● Passage provided:
But it's actually it's back to its been pretty nice these last couple of weeks. So the last couple of years it's gone on till almost May, so I'm sure there's some time for folks if you want to make your way down here and climb some boulders or clip some chains.


Kris Hampton  04:23

That's really funny. It it sort of happens that way every year and it happens on both ends of the spectrum. Like an early warm break comes in and people are like "It's the season!" you know or a cold snap comes in Chattanooga in the summer and people are like "The season is here!" and then on the first day where it's too hot everybody's like "Season is over." We're so quick to jump the gun whenever we whenever we hear anything.


Paul Corsaro  04:49

I remember Taylor was making fun of me because this past fall I was like psyched to get out in September because it wasn't 80 degrees. I'm like "Season's here!" Like first week of September, we're out there sweating, it's humid and I'm like, "No, it's great. It's great. I swear, it's good. It's here." So, it is a thing.


Kris Hampton  05:03

Yeah, totally, man, totally, I've been I've been down here just cherry picking days pretty much, you know. Working a lot on Plug Tone, you know, getting that up and running and you know, trying to make sure different stories are told than what, then what's normally out there in the the climbing world. And also, you and I have both recently started on our Virtually Empowered seminar, which will be coming out this summer, assuming we get it all done. It's a big task, but Lana and I have been hard at work on it, and we've got all the coaches working on it as well, so that's exciting. 


Paul Corsaro  05:04

Yeah, it's gonna be great. I'm really excited for that.


Kris Hampton  05:47

 All right, you ready to kick this thing off and get it going? 


Paul Corsaro  05:50

Let's do it.


Breaking Bad Audio Clip  05:52

You clearly don't know who you're talking to, so let me clue you in. 


Paul Corsaro  05:56

I'm Paul Corsaro.


Kris Hampton  05:58

I'm Kris Hampton.


Breaking Bad Audio Clip  05:59

Lucky two guys, but just guys, okay?


Paul Corsaro  06:03

And you're listening to Breaking Beta,


Kris Hampton  06:05

Where we explore and explain the science of climbing 


Breaking Bad Audio Clip  06:09

With our skills, you'll earn more than you ever would on your own.

● Listed records:

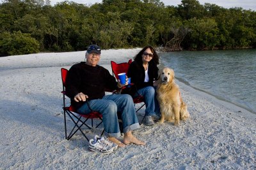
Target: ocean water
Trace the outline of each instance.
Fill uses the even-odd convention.
[[[161,63],[190,86],[256,114],[256,50],[159,54]]]

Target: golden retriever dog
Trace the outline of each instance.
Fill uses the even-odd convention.
[[[174,81],[173,70],[164,67],[159,72],[157,81],[157,97],[161,112],[159,122],[163,123],[166,120],[178,125],[180,120],[186,120],[190,115],[181,97],[179,87]]]

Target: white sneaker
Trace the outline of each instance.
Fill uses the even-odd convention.
[[[115,150],[118,148],[118,145],[113,142],[110,141],[107,138],[105,138],[104,137],[100,137],[97,135],[95,135],[95,136],[94,136],[94,141],[97,141],[98,140],[100,140],[101,143],[104,143],[109,148],[112,148],[113,150]]]
[[[96,142],[93,139],[89,141],[89,150],[92,151],[97,150],[104,153],[111,153],[113,152],[113,148],[110,148],[105,143],[102,143],[100,140],[97,140]]]

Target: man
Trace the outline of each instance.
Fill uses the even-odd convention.
[[[125,144],[145,145],[138,139],[132,131],[140,127],[135,113],[132,99],[127,94],[105,95],[105,88],[115,90],[127,85],[116,82],[108,70],[97,65],[100,58],[101,50],[99,46],[90,45],[86,53],[86,62],[81,62],[71,67],[66,81],[66,92],[71,99],[71,103],[80,114],[90,112],[91,108],[102,114],[105,134],[108,139],[119,147]],[[123,143],[116,139],[121,136],[117,118],[120,112],[124,133]]]

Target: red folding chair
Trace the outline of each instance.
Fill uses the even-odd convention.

● Work instructions:
A. Answer these from the podcast transcript, one line each, marked the same way:
(i) Which month of this past fall did Paul Corsaro say he was psyched to get out?
(ii) When is the Virtually Empowered seminar expected to come out?
(iii) What is the name of the show the listener is said to be hearing?
B. List every person named in the podcast transcript, including the speakers.

● Expected outputs:
A.
(i) September
(ii) This summer, assuming it gets finished
(iii) Breaking Beta

B.
Kris Hampton
Paul Corsaro
Taylor
Lana